(Dataset records)
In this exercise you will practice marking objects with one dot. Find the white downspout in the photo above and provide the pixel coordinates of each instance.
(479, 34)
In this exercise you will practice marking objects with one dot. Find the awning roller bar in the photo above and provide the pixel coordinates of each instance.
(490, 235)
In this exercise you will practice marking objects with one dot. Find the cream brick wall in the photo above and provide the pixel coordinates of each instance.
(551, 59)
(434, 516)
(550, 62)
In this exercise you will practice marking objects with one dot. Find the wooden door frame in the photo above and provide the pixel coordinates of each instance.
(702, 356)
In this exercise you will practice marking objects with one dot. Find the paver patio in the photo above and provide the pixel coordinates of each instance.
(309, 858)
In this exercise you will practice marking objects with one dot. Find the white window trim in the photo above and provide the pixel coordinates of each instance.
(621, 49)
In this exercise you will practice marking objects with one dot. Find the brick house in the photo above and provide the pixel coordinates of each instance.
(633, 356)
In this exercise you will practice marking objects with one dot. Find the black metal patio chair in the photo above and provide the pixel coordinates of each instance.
* * *
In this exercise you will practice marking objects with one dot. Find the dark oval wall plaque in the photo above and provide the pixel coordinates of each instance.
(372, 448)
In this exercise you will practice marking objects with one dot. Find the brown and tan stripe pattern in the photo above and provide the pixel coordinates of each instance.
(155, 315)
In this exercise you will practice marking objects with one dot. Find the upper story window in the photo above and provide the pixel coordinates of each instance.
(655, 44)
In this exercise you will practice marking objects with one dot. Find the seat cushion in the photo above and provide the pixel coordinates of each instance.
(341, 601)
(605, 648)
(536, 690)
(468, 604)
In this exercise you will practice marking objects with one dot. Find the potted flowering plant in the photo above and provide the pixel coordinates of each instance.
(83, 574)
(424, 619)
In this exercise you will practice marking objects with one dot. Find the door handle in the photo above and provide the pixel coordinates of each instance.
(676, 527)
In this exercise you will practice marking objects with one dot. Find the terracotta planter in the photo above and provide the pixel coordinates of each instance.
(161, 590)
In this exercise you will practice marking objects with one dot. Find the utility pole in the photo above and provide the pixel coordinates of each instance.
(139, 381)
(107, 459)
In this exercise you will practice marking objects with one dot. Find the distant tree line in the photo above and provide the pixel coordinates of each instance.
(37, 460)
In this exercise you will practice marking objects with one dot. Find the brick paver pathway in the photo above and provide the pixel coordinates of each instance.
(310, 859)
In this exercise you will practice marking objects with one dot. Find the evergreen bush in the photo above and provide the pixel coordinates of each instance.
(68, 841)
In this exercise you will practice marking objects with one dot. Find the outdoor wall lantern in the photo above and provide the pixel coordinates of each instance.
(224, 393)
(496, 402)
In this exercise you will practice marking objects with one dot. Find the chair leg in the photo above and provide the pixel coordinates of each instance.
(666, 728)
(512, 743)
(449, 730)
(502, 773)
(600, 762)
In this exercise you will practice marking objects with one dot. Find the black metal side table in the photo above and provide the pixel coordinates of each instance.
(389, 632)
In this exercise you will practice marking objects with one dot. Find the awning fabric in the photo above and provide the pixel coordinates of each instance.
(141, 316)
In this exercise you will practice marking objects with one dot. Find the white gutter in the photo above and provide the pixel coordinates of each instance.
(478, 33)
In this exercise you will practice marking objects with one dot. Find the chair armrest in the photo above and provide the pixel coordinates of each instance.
...
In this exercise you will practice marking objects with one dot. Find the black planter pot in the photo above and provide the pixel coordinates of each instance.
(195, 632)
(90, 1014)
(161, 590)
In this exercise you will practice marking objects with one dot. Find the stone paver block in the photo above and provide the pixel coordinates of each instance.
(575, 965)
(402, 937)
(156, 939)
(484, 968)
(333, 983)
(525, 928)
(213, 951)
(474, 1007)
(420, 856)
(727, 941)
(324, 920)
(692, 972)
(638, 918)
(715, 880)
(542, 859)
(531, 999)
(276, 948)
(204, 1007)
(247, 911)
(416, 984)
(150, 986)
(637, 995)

• _SHORT EXERCISE_:
Update the items starting at the line that contains "the chair leg" and ending at the line that contains "the chair armrest", replacing "provide" with "list" and leaving everything else unchanged.

• _RESPONSE TO THIS TASK_:
In this exercise you will practice marking objects with one dot. Find the chair leg in the photo above and list the pixel coordinates of each instance.
(666, 728)
(512, 743)
(449, 730)
(502, 773)
(600, 762)
In this exercise you will practice marking objects with one dot. Find the black metal side table in the photo above and list the pixel coordinates of each instance.
(389, 632)
In this exercise you will practice marking objects with one dot. Find the awning fabric in the photo above and list the pixel coordinates of each instance.
(141, 316)
In this exercise you will practice marking objects with one dot. Find the white gutter in the photo above and list the pixel coordinates of each instance.
(478, 33)
In this exercise you will practice marking objects with one dot. Find the chair armrest in the photo above and list the pixel coordinates of each instance.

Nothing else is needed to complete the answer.